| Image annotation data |
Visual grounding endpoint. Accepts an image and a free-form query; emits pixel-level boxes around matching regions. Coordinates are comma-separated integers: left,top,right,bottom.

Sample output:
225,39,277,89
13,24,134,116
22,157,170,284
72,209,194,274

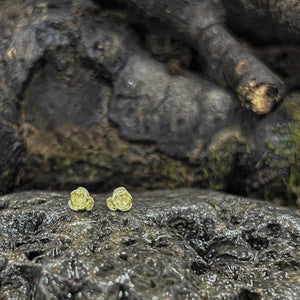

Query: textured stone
0,189,300,300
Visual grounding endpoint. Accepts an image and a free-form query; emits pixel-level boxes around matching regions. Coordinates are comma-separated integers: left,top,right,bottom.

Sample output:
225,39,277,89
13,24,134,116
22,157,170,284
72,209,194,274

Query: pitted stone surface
0,189,300,300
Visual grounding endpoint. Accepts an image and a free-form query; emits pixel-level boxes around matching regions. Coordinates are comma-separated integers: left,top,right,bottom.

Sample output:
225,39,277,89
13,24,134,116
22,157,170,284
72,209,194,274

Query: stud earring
68,187,94,211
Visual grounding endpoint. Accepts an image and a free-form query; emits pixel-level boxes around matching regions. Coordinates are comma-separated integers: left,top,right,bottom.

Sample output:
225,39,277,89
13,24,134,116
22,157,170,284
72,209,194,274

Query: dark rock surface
0,0,300,203
0,189,300,300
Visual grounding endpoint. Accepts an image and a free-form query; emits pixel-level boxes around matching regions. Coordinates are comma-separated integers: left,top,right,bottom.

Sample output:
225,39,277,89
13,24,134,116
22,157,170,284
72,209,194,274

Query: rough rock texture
0,189,300,300
0,0,300,203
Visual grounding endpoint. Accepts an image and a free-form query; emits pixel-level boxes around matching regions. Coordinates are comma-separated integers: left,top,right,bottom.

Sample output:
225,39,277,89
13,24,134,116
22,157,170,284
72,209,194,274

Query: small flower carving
68,187,94,211
106,187,132,211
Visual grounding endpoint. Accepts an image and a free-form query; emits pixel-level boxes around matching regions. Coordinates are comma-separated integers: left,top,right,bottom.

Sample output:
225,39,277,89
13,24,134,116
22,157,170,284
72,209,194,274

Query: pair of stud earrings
68,187,132,211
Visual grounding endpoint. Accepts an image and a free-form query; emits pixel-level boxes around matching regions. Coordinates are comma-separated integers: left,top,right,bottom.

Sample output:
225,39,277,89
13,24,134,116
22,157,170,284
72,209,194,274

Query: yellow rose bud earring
106,187,132,211
68,187,94,211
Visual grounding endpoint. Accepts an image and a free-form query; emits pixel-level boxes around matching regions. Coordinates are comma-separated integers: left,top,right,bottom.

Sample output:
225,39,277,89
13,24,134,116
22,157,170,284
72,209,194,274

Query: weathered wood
110,0,285,114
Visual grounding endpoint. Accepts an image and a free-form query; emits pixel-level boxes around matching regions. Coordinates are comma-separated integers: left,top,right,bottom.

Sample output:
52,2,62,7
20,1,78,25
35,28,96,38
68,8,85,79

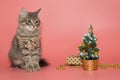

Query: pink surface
0,0,120,80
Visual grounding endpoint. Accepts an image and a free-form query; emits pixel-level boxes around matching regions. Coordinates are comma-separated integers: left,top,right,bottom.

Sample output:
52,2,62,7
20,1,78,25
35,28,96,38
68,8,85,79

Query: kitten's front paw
25,64,33,72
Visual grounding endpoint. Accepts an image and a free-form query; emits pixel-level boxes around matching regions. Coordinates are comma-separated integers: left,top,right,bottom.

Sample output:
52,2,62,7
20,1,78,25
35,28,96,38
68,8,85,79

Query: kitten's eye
35,21,39,24
28,19,31,23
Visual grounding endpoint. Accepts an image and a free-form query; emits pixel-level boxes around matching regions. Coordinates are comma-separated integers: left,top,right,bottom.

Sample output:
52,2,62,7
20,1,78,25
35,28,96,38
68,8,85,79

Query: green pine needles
79,25,99,60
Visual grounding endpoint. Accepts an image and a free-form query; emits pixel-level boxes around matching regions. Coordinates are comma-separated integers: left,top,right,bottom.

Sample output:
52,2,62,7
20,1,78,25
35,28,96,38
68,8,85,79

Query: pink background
0,0,120,80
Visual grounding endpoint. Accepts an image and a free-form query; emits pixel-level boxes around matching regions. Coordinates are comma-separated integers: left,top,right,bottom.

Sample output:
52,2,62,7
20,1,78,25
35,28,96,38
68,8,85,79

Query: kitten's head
18,8,41,31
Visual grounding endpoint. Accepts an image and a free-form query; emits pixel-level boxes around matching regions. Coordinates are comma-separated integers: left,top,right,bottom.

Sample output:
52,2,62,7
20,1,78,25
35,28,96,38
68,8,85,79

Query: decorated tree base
82,59,98,71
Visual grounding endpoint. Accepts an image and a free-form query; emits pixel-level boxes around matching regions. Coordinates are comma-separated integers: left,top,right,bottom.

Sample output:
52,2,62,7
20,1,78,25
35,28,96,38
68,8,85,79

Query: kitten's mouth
26,26,36,31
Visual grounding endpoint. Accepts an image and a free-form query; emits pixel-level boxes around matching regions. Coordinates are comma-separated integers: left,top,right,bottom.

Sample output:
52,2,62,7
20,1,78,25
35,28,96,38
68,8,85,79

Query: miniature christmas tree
79,25,99,60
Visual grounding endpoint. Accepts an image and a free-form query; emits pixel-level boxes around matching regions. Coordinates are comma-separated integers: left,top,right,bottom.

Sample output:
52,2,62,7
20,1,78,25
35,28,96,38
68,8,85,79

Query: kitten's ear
20,8,27,17
35,8,41,15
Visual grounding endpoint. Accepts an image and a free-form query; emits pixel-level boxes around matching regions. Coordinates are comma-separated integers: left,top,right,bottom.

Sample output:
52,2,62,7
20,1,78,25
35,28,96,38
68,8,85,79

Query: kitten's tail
39,59,48,67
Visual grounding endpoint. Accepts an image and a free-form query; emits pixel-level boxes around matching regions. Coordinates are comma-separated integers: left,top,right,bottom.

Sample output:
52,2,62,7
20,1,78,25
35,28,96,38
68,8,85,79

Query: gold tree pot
82,59,98,71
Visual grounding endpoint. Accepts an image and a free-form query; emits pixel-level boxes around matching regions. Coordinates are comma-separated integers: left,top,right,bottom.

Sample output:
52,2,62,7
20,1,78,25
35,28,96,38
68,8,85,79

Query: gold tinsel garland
56,64,120,70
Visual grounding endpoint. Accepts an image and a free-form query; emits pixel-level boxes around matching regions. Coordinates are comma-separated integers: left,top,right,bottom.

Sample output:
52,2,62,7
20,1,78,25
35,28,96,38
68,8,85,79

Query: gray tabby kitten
9,8,47,72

| Written exercise |
Collect every line in the items above that contains the word "stone", and copy each one.

| Exercise response |
Query: textured stone
Query: pitted stone surface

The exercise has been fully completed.